Source records:
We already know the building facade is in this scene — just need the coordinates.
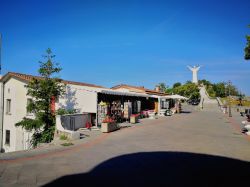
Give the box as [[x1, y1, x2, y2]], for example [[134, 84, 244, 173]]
[[0, 72, 105, 152], [0, 72, 172, 153]]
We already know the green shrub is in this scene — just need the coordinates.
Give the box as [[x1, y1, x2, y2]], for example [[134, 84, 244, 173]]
[[57, 108, 77, 115], [61, 142, 73, 146], [60, 134, 68, 140]]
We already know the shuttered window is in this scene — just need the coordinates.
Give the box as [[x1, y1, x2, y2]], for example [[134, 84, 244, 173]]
[[6, 99, 11, 114], [5, 130, 10, 145]]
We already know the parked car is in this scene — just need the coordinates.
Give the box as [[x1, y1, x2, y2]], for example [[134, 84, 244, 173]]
[[188, 99, 200, 105], [191, 100, 200, 105]]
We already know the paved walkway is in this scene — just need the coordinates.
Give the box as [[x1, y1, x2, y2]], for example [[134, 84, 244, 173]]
[[1, 105, 250, 186]]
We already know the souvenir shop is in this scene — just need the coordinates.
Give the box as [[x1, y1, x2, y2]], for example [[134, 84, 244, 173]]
[[159, 97, 175, 110], [97, 91, 158, 127], [158, 97, 176, 115]]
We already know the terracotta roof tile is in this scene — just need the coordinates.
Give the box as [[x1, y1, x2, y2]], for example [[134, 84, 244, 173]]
[[111, 84, 146, 91], [111, 84, 168, 96], [4, 72, 105, 88]]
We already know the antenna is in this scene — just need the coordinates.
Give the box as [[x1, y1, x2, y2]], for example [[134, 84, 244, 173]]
[[0, 33, 2, 75]]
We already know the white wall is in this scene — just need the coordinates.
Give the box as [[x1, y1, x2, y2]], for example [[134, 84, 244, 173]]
[[2, 79, 99, 152], [57, 84, 98, 113], [113, 88, 130, 92], [0, 76, 3, 152], [2, 78, 33, 152]]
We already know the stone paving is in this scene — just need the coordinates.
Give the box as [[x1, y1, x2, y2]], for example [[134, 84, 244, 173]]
[[0, 104, 250, 186]]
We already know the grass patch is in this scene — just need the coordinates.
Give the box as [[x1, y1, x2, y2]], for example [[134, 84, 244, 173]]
[[60, 134, 68, 140], [61, 142, 74, 146], [220, 97, 250, 107]]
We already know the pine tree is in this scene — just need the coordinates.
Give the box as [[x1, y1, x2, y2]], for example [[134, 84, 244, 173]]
[[16, 49, 65, 147]]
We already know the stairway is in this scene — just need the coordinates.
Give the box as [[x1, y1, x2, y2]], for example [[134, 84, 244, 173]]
[[78, 126, 100, 132], [199, 86, 219, 111]]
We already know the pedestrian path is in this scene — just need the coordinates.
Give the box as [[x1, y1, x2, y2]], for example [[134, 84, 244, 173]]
[[0, 106, 250, 186]]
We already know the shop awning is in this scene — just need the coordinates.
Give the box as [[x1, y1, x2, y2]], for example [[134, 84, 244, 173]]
[[99, 90, 157, 98], [163, 94, 188, 100]]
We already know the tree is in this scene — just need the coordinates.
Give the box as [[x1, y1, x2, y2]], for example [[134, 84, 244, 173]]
[[157, 83, 167, 92], [16, 49, 65, 147], [173, 82, 200, 99], [227, 83, 240, 96], [198, 79, 211, 86], [207, 82, 239, 98], [165, 87, 173, 94], [206, 85, 216, 97], [186, 80, 192, 84], [173, 82, 181, 88], [245, 25, 250, 60], [213, 82, 226, 97]]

_PROBLEM_
Which lines in the data above hold the string "shop"? Return each of them.

_WRITTEN ANSWER_
We already know the souvenir shop is in this scene — just need the coordinates.
We already know the shop awning is in this scene — just need the coordinates.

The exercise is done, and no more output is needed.